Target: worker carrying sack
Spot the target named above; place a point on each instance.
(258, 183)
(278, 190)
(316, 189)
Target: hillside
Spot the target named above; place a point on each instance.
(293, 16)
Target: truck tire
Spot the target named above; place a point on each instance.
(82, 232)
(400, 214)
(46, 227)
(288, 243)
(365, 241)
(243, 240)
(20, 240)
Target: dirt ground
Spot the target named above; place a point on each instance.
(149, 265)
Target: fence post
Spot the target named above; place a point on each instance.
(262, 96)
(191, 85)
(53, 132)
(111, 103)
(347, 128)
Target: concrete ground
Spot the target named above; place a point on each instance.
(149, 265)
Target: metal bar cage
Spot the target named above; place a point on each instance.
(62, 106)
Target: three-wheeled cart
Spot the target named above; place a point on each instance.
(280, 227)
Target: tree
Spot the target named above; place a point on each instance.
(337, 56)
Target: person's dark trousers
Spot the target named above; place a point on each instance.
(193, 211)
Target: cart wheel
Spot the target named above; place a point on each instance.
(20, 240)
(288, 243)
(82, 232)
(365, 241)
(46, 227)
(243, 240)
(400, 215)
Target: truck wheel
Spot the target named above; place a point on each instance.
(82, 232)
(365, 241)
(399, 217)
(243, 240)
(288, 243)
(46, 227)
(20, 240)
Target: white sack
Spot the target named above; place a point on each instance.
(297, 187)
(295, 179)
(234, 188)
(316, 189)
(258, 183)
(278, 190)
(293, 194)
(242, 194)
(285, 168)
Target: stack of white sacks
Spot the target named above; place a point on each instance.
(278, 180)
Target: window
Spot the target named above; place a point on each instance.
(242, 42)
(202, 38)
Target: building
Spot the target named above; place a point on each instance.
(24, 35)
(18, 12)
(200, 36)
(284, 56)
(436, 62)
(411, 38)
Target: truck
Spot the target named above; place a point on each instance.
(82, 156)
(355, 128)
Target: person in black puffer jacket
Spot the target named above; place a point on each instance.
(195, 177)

Instructions to follow ▸
Scan the listing for the string "person", then copy every line where it appears.

Output of the task ▸
Target: person's dark trousers
Target: person in black puffer jacket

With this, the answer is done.